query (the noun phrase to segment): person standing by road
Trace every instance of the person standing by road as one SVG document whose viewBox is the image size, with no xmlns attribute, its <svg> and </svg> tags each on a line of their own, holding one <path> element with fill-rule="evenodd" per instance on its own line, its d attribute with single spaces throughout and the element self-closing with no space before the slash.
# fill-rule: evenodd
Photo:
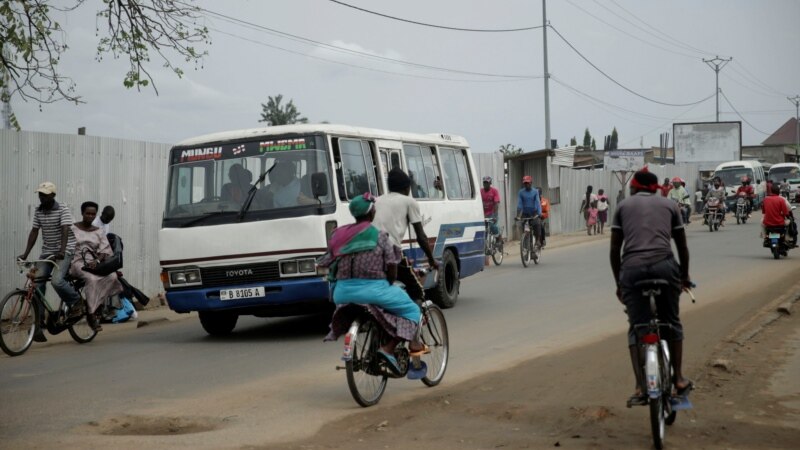
<svg viewBox="0 0 800 450">
<path fill-rule="evenodd" d="M 53 289 L 61 297 L 61 300 L 70 307 L 70 316 L 79 316 L 83 314 L 83 311 L 80 307 L 73 308 L 73 306 L 80 306 L 80 296 L 65 279 L 69 271 L 69 262 L 72 261 L 72 254 L 75 251 L 75 236 L 70 229 L 72 214 L 67 205 L 56 201 L 56 185 L 50 181 L 40 184 L 35 192 L 39 194 L 40 205 L 33 213 L 33 227 L 28 233 L 25 251 L 17 258 L 28 259 L 28 255 L 39 237 L 39 230 L 42 230 L 42 253 L 39 259 L 52 258 L 58 267 L 53 270 L 52 264 L 39 263 L 36 267 L 38 274 L 43 278 L 52 275 L 50 284 L 53 285 Z M 39 283 L 37 289 L 44 295 L 46 284 Z M 37 310 L 40 309 L 37 308 Z M 33 335 L 33 340 L 36 342 L 47 341 L 41 327 L 42 314 L 43 312 L 39 311 L 38 326 Z"/>
<path fill-rule="evenodd" d="M 648 323 L 651 316 L 648 299 L 635 287 L 641 280 L 669 282 L 656 299 L 658 316 L 661 322 L 672 326 L 664 329 L 663 337 L 672 355 L 670 364 L 678 394 L 683 395 L 693 386 L 683 376 L 683 326 L 678 307 L 681 290 L 692 286 L 689 249 L 678 205 L 659 195 L 659 189 L 658 177 L 647 167 L 636 172 L 631 181 L 631 197 L 617 206 L 611 223 L 611 271 L 617 284 L 617 298 L 628 314 L 628 348 L 636 377 L 630 403 L 635 405 L 647 402 L 646 393 L 641 390 L 644 374 L 634 328 Z M 671 240 L 675 241 L 679 262 L 673 256 Z"/>
<path fill-rule="evenodd" d="M 683 223 L 688 224 L 689 205 L 691 204 L 691 200 L 689 199 L 689 193 L 686 192 L 686 188 L 683 187 L 683 180 L 681 180 L 679 177 L 674 177 L 672 179 L 672 190 L 670 190 L 669 193 L 667 194 L 667 198 L 677 203 L 678 206 L 680 206 Z"/>
<path fill-rule="evenodd" d="M 530 175 L 522 177 L 522 189 L 517 194 L 517 219 L 534 218 L 532 221 L 533 234 L 536 236 L 536 245 L 541 247 L 542 202 L 539 200 L 539 191 L 531 186 L 533 186 L 533 178 Z"/>
<path fill-rule="evenodd" d="M 500 209 L 500 192 L 492 186 L 492 177 L 483 177 L 483 189 L 481 189 L 481 200 L 483 200 L 483 217 L 494 219 L 489 225 L 489 232 L 497 236 L 497 242 L 503 243 L 503 236 L 500 235 L 500 227 L 497 226 L 498 211 Z"/>
<path fill-rule="evenodd" d="M 586 233 L 589 234 L 589 236 L 592 235 L 592 227 L 589 226 L 589 208 L 595 201 L 597 201 L 597 195 L 592 194 L 592 186 L 586 186 L 586 195 L 583 197 L 583 201 L 581 201 L 579 213 L 583 214 L 583 220 L 586 222 Z"/>
</svg>

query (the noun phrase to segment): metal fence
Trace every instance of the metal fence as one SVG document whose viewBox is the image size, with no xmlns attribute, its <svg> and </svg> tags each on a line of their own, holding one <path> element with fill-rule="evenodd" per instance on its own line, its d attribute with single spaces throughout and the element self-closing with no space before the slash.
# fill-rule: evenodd
<svg viewBox="0 0 800 450">
<path fill-rule="evenodd" d="M 499 226 L 503 230 L 503 234 L 508 231 L 508 208 L 513 205 L 508 205 L 508 181 L 505 179 L 505 162 L 503 154 L 500 152 L 494 153 L 473 153 L 472 160 L 475 163 L 475 169 L 478 172 L 478 181 L 485 176 L 492 177 L 493 186 L 500 192 L 500 218 Z M 480 186 L 481 188 L 483 185 Z M 513 196 L 511 196 L 513 199 Z M 513 206 L 516 207 L 516 206 Z"/>
<path fill-rule="evenodd" d="M 164 206 L 167 144 L 52 133 L 0 130 L 0 291 L 21 287 L 14 259 L 23 252 L 42 181 L 80 220 L 80 204 L 112 205 L 111 231 L 125 244 L 125 278 L 145 293 L 162 290 L 158 230 Z M 37 257 L 41 234 L 31 251 Z M 52 293 L 48 289 L 48 294 Z"/>
<path fill-rule="evenodd" d="M 686 180 L 686 190 L 694 193 L 698 184 L 698 174 L 701 170 L 699 164 L 677 164 L 666 166 L 651 165 L 650 172 L 655 173 L 663 182 L 664 178 L 681 177 Z M 628 195 L 627 186 L 623 186 L 614 172 L 605 170 L 574 170 L 561 169 L 561 203 L 554 205 L 554 210 L 559 215 L 557 229 L 555 221 L 551 223 L 554 233 L 570 233 L 586 229 L 583 215 L 580 214 L 581 201 L 586 194 L 586 187 L 592 186 L 593 193 L 603 189 L 610 200 L 608 220 L 611 221 L 614 209 L 617 206 L 617 197 L 622 190 Z"/>
</svg>

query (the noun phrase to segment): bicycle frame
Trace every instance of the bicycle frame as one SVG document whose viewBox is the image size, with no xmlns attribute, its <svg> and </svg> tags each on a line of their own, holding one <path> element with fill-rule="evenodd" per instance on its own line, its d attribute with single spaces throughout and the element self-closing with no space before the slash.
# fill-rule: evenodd
<svg viewBox="0 0 800 450">
<path fill-rule="evenodd" d="M 46 263 L 52 264 L 53 270 L 58 270 L 58 264 L 53 261 L 52 259 L 38 259 L 34 261 L 17 261 L 17 266 L 20 268 L 20 273 L 24 272 L 25 269 L 28 269 L 28 273 L 25 275 L 25 287 L 23 288 L 24 291 L 27 292 L 25 295 L 25 299 L 28 302 L 36 301 L 39 303 L 40 306 L 44 306 L 45 310 L 49 313 L 58 312 L 58 307 L 51 307 L 49 302 L 45 301 L 45 294 L 42 292 L 37 284 L 46 284 L 48 281 L 52 279 L 51 275 L 47 275 L 45 277 L 37 277 L 36 273 L 39 271 L 37 267 L 38 263 Z M 52 273 L 52 272 L 51 272 Z M 59 301 L 59 305 L 61 302 Z"/>
</svg>

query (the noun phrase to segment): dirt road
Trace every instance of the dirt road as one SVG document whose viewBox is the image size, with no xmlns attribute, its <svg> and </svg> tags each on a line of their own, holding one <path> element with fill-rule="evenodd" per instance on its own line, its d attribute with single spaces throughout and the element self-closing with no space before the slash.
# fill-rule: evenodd
<svg viewBox="0 0 800 450">
<path fill-rule="evenodd" d="M 762 294 L 797 292 L 800 285 L 792 281 Z M 683 302 L 695 408 L 679 413 L 668 428 L 668 448 L 797 448 L 798 312 L 744 340 L 776 304 L 758 310 L 749 300 L 740 296 L 707 307 Z M 715 325 L 723 312 L 741 317 L 735 328 Z M 625 407 L 633 387 L 629 367 L 619 334 L 431 389 L 420 400 L 379 405 L 330 423 L 310 439 L 269 448 L 652 448 L 648 410 Z M 386 395 L 392 395 L 391 384 Z"/>
</svg>

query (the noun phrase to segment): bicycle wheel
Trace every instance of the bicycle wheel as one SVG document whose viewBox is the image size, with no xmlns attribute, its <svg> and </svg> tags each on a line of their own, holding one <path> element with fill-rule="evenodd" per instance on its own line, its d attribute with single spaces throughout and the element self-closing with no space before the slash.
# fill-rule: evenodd
<svg viewBox="0 0 800 450">
<path fill-rule="evenodd" d="M 533 244 L 533 263 L 539 264 L 539 259 L 542 257 L 542 247 L 539 244 Z"/>
<path fill-rule="evenodd" d="M 522 259 L 522 265 L 528 267 L 531 263 L 531 247 L 530 247 L 530 232 L 522 233 L 522 239 L 519 241 L 519 256 Z"/>
<path fill-rule="evenodd" d="M 494 241 L 494 248 L 492 249 L 492 261 L 494 261 L 494 265 L 499 266 L 503 264 L 503 243 L 500 241 Z"/>
<path fill-rule="evenodd" d="M 422 378 L 427 386 L 436 386 L 444 378 L 447 370 L 447 359 L 450 356 L 450 338 L 447 334 L 447 322 L 444 313 L 436 305 L 430 305 L 422 316 L 422 343 L 430 348 L 430 353 L 420 359 L 428 366 L 428 373 Z"/>
<path fill-rule="evenodd" d="M 350 394 L 365 408 L 378 403 L 386 390 L 386 375 L 378 365 L 379 334 L 379 327 L 372 320 L 359 325 L 355 342 L 350 343 L 352 358 L 345 363 Z"/>
<path fill-rule="evenodd" d="M 88 305 L 86 305 L 86 300 L 81 299 L 81 301 L 84 302 L 83 306 L 84 308 L 87 308 L 88 311 Z M 97 336 L 97 331 L 95 331 L 91 327 L 91 325 L 89 325 L 89 321 L 86 319 L 86 316 L 88 314 L 89 314 L 88 312 L 84 314 L 84 316 L 81 317 L 81 320 L 70 325 L 68 329 L 69 335 L 72 336 L 72 339 L 74 339 L 75 342 L 79 344 L 86 344 L 88 342 L 92 342 L 94 337 Z"/>
<path fill-rule="evenodd" d="M 17 289 L 0 302 L 0 348 L 8 356 L 25 353 L 36 331 L 36 305 L 27 292 Z"/>
<path fill-rule="evenodd" d="M 653 432 L 653 445 L 657 450 L 664 448 L 664 397 L 650 399 L 650 430 Z"/>
</svg>

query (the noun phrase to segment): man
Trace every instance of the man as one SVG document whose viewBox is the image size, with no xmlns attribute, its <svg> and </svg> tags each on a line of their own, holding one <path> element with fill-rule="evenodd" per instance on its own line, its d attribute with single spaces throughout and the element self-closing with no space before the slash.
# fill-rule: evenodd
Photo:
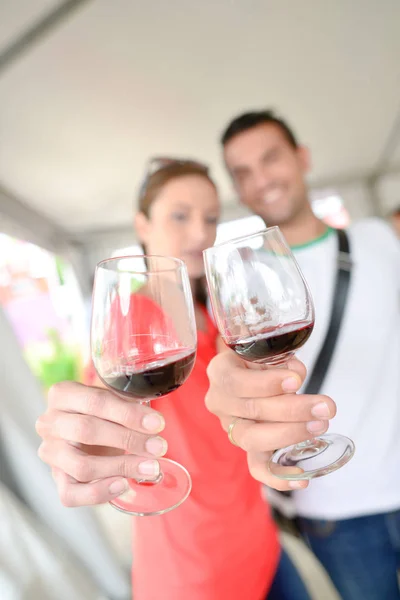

§ Task item
Return every line of the material in which the word "frame" is found.

§ Solution to this task
query (the noun phrase to segment): bicycle frame
Trace every instance of the bicycle frame as one SVG document whose viewBox is the image size, with no xmlns attribute, its <svg> and </svg> tags each on a line of their own, holding one <path> element with fill-rule="evenodd" per instance on its own line, its d attribute with single spaces throughout and the element self-closing with no space before the slash.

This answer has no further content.